▶ Problem
In the text about Celina Szymanowska below, copy the wording word for word. Begin at the words "Szymanowska married poet" and stop after "Aleksander, and Jan.".

== Quoted passage ==

Celina Szymanowska (16 July 1812 – 5 March 1855) was a daughter of the Polish composer and pianist Maria Agata Szymanowska and the wife of the Polish Romantic poet Adam Mickiewicz. She also went by the name Celina Mickiewicz.

==Biography==
Celina's mother was Maria Szymanowska, a composer and pianist, and her father was Józef Szymanowski. She was the half-sister of painter Zofia Szymanowska-Lenartowicz, who lived with Celina and painted many portraits of the Mickiewicz family in her later life.

Szymanowska married poet Adam Mickiewicz in Paris on 22 July 1834; he was fourteen years older than her. The couple had six children: daughters Maria and Helena, and sons Władysław (1838–1926), Józef (1850–1938), Aleksander, and Jan.

Celina was disliked by many notable Polish émigrés, including the Romantic poet Zygmunt Krasiński. She was accused of extravagance, poor cooking skills, a desire to dominate her husband, and mental instability. In 1838 Celina declared herself a prophet, an incarnation of the Mother of God, and redeemer of Poland, Polish émigrés and Jews. She also claimed to possess a power to heal, which she said she had successfully applied to the gravely ill Adolf Zaleski.

===
== Supplied material ==

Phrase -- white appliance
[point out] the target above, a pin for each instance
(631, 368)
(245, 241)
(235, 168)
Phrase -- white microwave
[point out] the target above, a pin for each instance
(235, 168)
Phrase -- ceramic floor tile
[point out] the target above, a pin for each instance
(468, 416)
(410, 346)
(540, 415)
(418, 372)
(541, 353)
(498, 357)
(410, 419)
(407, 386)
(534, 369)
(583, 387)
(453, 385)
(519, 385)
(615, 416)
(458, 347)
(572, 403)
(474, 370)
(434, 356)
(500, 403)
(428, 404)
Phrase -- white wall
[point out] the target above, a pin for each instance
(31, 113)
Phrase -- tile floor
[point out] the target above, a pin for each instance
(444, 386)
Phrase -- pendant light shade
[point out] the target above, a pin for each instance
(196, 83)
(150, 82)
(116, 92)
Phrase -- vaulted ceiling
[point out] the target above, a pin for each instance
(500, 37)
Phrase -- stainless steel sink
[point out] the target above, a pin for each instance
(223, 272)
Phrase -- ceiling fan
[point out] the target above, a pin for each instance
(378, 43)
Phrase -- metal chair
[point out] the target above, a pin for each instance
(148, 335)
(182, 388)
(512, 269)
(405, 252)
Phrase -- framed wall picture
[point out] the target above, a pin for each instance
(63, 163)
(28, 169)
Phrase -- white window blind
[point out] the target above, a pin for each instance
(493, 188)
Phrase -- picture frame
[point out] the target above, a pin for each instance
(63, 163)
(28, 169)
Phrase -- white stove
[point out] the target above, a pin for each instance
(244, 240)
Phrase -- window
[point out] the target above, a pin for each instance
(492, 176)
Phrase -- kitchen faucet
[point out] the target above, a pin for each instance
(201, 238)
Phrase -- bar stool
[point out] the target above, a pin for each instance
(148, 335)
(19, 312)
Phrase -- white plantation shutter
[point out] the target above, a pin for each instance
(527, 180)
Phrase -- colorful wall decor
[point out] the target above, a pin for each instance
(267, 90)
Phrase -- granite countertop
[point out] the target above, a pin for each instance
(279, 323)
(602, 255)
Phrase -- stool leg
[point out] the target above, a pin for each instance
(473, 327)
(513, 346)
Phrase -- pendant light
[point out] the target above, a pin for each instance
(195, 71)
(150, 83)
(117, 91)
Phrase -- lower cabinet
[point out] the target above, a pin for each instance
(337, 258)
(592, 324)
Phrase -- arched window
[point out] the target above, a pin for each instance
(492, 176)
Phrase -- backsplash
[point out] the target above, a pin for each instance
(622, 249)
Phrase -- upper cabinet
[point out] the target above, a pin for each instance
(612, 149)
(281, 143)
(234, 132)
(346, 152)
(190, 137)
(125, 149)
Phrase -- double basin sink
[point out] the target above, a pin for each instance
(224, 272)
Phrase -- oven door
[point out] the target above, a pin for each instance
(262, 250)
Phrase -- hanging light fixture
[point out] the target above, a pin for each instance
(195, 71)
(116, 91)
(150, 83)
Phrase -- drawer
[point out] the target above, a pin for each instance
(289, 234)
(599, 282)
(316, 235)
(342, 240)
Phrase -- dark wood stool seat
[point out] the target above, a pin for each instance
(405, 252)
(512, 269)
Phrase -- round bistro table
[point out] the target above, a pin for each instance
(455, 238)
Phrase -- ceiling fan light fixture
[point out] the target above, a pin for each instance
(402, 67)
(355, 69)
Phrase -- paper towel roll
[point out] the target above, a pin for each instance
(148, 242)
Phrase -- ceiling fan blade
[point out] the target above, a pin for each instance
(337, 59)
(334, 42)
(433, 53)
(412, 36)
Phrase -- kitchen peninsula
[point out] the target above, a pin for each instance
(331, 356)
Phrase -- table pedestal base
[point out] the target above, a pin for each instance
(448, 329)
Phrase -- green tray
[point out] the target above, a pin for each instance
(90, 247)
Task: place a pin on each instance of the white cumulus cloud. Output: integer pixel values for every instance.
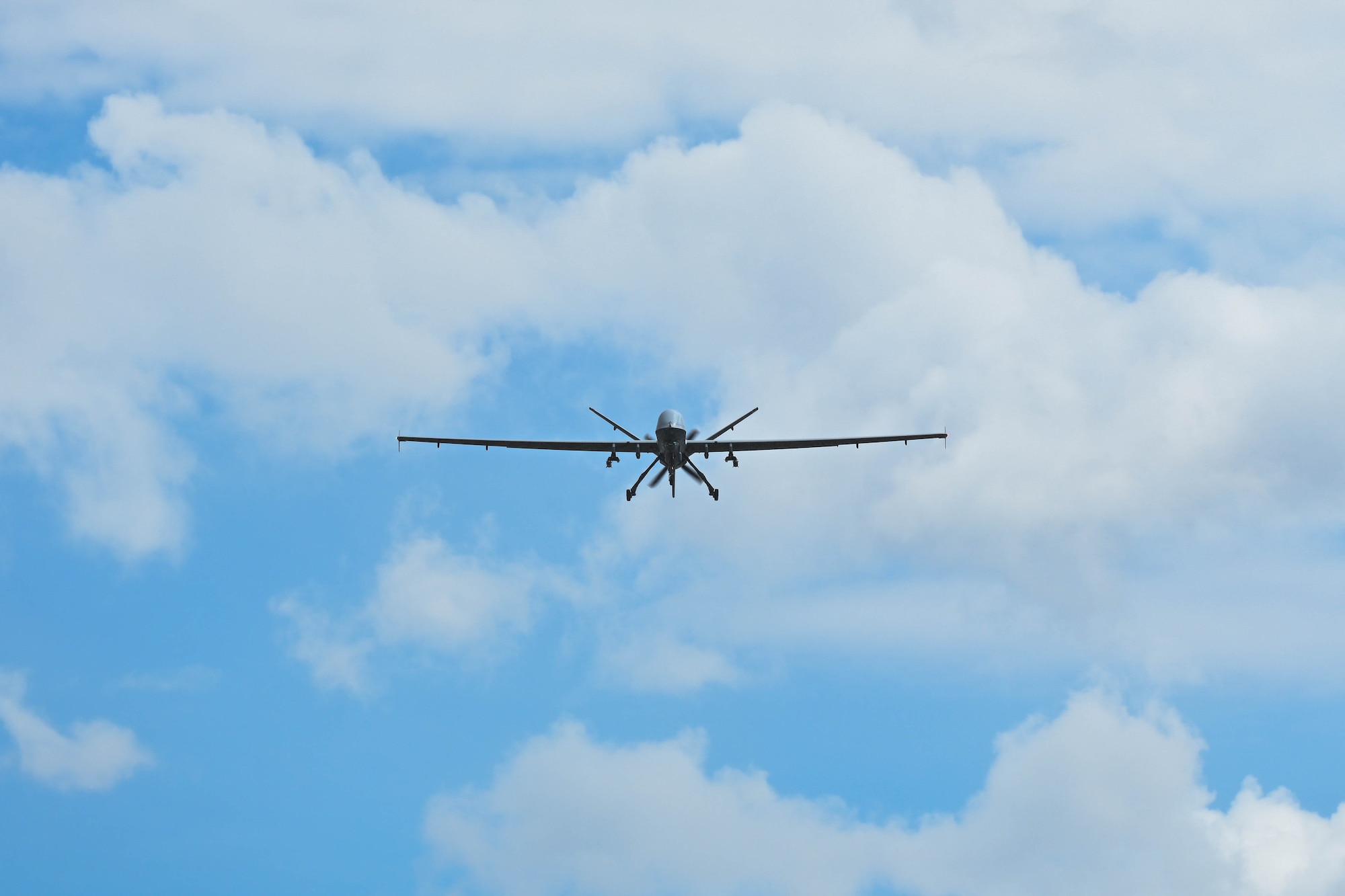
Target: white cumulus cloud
(1208, 123)
(96, 755)
(1097, 801)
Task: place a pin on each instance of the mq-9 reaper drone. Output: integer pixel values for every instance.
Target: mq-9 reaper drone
(673, 447)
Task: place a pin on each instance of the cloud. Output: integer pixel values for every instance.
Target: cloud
(802, 266)
(660, 663)
(96, 755)
(1097, 801)
(427, 598)
(1109, 118)
(336, 653)
(432, 596)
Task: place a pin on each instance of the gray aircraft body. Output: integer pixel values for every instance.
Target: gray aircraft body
(673, 447)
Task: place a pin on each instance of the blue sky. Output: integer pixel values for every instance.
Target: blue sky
(1094, 645)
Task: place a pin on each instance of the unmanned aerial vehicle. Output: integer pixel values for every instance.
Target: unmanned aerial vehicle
(673, 447)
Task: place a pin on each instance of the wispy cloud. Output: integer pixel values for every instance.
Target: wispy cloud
(428, 596)
(96, 755)
(189, 678)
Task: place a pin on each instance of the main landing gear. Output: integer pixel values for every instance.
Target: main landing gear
(630, 493)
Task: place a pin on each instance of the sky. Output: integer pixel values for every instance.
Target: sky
(1093, 645)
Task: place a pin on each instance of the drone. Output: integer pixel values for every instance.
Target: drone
(672, 446)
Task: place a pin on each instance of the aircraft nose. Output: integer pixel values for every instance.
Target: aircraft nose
(672, 419)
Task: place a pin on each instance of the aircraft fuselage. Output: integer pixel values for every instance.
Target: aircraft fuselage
(672, 435)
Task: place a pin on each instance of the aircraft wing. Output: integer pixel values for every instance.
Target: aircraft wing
(621, 447)
(777, 444)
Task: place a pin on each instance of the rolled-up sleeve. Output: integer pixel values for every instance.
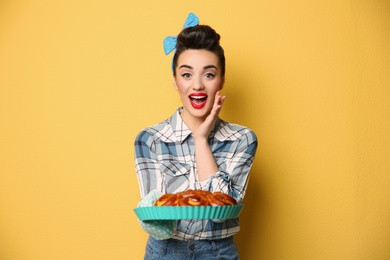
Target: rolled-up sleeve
(146, 164)
(233, 178)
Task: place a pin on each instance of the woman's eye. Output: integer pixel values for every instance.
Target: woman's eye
(210, 75)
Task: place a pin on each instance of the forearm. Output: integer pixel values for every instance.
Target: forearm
(204, 158)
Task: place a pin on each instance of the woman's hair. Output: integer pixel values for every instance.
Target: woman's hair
(200, 37)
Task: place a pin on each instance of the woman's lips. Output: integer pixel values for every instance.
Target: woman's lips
(198, 100)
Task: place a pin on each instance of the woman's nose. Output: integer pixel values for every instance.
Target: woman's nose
(198, 84)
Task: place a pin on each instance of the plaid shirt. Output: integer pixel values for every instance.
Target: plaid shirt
(165, 161)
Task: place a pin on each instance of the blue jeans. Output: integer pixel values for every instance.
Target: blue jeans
(173, 249)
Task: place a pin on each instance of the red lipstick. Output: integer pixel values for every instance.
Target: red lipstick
(198, 100)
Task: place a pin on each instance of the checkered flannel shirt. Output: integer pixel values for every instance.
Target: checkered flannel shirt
(165, 161)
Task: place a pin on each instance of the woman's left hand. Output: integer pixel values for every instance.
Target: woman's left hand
(206, 127)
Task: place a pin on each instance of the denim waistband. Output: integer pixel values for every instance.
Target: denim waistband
(181, 246)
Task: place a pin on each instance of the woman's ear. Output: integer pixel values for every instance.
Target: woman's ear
(174, 81)
(222, 83)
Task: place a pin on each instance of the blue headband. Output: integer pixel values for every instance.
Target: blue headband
(170, 41)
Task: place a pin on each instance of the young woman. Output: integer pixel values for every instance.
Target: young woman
(195, 149)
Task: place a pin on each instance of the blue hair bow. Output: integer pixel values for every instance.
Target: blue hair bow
(170, 41)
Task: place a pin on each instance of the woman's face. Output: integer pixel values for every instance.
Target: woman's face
(198, 78)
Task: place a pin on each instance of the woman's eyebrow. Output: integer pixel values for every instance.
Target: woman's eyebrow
(205, 67)
(185, 66)
(210, 67)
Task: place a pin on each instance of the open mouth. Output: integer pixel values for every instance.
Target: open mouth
(198, 100)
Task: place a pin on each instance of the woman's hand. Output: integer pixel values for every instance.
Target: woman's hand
(205, 128)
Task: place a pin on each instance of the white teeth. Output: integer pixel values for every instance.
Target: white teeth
(198, 97)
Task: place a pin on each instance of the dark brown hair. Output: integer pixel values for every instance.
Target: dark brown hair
(200, 37)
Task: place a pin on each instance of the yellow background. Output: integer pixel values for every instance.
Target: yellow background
(79, 79)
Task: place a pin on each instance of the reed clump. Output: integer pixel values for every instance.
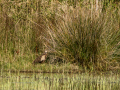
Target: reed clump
(83, 32)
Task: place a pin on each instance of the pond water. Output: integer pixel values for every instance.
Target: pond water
(54, 81)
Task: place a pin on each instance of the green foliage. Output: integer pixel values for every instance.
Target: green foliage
(75, 31)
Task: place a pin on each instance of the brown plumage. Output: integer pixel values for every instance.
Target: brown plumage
(41, 58)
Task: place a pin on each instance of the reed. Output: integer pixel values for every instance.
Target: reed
(83, 32)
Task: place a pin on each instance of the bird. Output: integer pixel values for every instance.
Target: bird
(41, 58)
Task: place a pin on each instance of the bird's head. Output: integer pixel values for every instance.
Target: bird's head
(46, 51)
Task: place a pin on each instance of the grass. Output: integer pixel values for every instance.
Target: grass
(59, 81)
(85, 35)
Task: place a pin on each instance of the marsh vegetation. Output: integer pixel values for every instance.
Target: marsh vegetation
(40, 81)
(82, 34)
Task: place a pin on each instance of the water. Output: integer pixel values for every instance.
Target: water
(49, 81)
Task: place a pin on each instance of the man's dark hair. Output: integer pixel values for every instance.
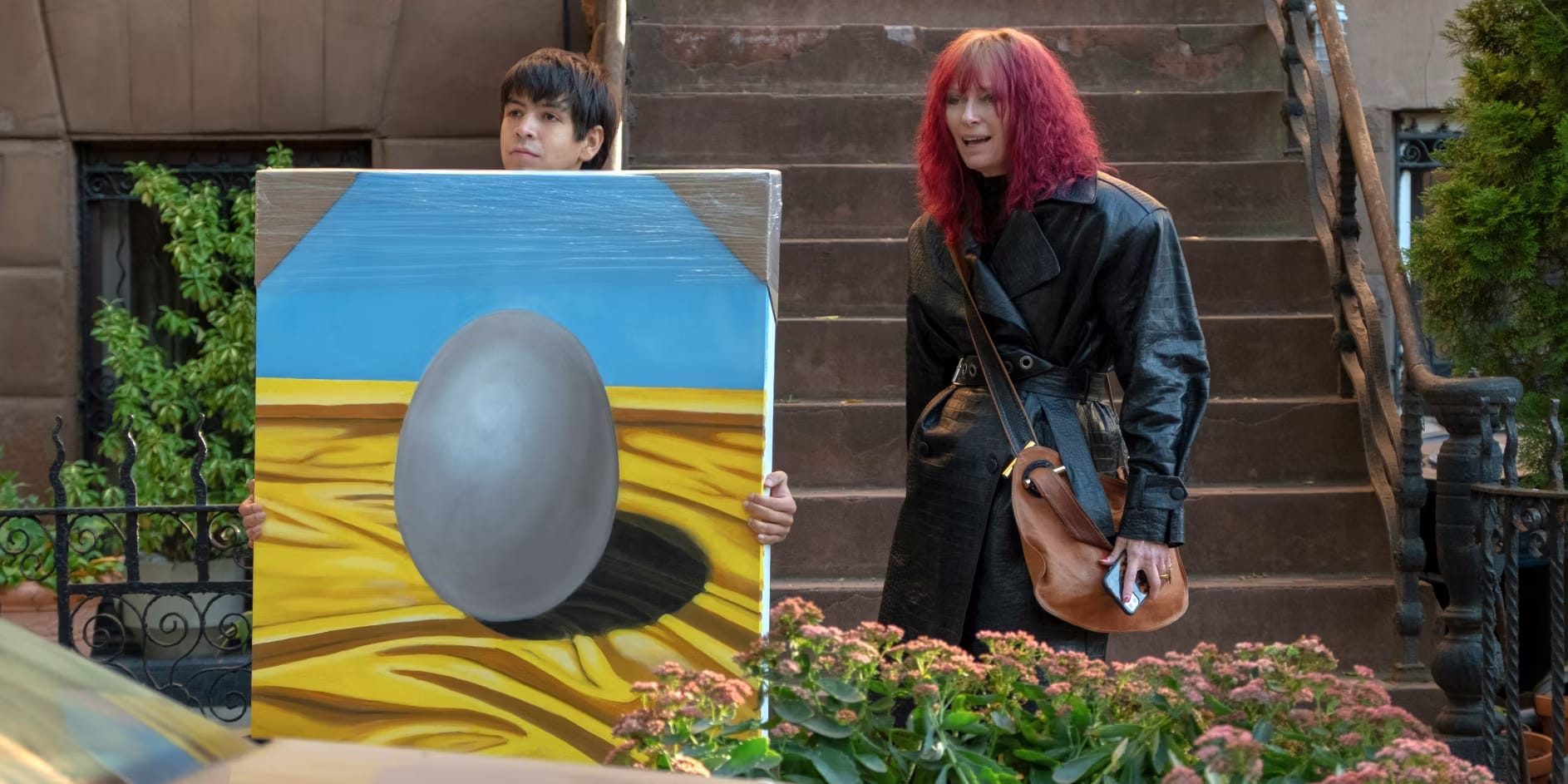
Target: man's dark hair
(554, 74)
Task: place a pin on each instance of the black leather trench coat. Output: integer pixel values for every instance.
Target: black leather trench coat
(1092, 281)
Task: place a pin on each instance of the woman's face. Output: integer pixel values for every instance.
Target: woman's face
(977, 129)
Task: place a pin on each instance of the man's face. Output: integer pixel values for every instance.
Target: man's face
(540, 136)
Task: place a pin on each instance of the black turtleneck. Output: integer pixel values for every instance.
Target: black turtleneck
(993, 209)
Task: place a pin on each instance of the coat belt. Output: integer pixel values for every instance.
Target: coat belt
(1033, 375)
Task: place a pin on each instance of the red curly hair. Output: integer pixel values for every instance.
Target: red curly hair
(1049, 137)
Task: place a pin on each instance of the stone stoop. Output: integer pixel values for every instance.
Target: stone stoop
(1286, 536)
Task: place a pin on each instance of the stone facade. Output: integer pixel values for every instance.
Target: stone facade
(416, 79)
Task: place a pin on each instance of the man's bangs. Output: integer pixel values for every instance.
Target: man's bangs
(541, 85)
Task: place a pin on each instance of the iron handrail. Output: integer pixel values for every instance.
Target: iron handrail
(1332, 131)
(609, 49)
(1417, 366)
(1393, 412)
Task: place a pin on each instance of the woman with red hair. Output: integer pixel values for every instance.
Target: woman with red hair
(1074, 274)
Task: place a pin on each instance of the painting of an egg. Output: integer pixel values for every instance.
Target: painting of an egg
(507, 472)
(505, 424)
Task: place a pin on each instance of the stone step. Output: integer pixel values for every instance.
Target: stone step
(1206, 200)
(1291, 441)
(1334, 529)
(1230, 276)
(747, 129)
(886, 58)
(1235, 276)
(863, 357)
(944, 13)
(1350, 614)
(844, 276)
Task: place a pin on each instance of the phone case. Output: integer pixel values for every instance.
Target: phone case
(1114, 587)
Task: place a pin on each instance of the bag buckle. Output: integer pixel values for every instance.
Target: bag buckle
(1008, 469)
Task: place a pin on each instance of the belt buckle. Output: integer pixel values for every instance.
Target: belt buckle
(959, 372)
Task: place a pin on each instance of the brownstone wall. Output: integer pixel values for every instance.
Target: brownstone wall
(416, 77)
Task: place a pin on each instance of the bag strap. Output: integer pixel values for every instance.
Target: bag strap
(1015, 421)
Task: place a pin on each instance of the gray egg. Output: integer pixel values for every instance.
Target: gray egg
(507, 467)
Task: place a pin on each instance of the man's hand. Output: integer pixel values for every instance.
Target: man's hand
(1150, 557)
(253, 516)
(773, 510)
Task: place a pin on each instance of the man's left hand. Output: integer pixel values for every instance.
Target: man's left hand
(772, 510)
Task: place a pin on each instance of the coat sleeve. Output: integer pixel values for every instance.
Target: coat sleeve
(1151, 322)
(930, 355)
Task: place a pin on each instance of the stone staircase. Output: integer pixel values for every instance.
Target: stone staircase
(1284, 534)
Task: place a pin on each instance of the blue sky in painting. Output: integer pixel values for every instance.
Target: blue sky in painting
(405, 259)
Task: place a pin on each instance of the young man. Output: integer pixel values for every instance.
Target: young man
(557, 115)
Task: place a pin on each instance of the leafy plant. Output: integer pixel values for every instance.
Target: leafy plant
(863, 704)
(1493, 251)
(212, 248)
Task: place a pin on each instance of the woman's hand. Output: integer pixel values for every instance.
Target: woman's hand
(773, 510)
(1150, 557)
(253, 516)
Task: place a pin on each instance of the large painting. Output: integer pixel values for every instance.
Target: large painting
(504, 428)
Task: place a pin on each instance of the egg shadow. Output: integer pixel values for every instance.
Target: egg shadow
(648, 570)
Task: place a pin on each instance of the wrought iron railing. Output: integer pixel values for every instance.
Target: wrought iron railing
(184, 631)
(1521, 521)
(609, 51)
(1327, 120)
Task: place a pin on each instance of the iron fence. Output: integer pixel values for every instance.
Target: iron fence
(1516, 524)
(180, 628)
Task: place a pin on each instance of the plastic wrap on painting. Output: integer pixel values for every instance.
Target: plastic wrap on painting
(505, 424)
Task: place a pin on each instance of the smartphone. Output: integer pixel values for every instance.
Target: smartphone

===

▶ Task answer
Szymanowska married poet Adam Mickiewicz in Paris on 22 July 1834; he was fourteen years older than her. The couple had six children: daughters Maria and Helena, and sons Władysław (1838–1926), Józef (1850–1938), Aleksander, and Jan.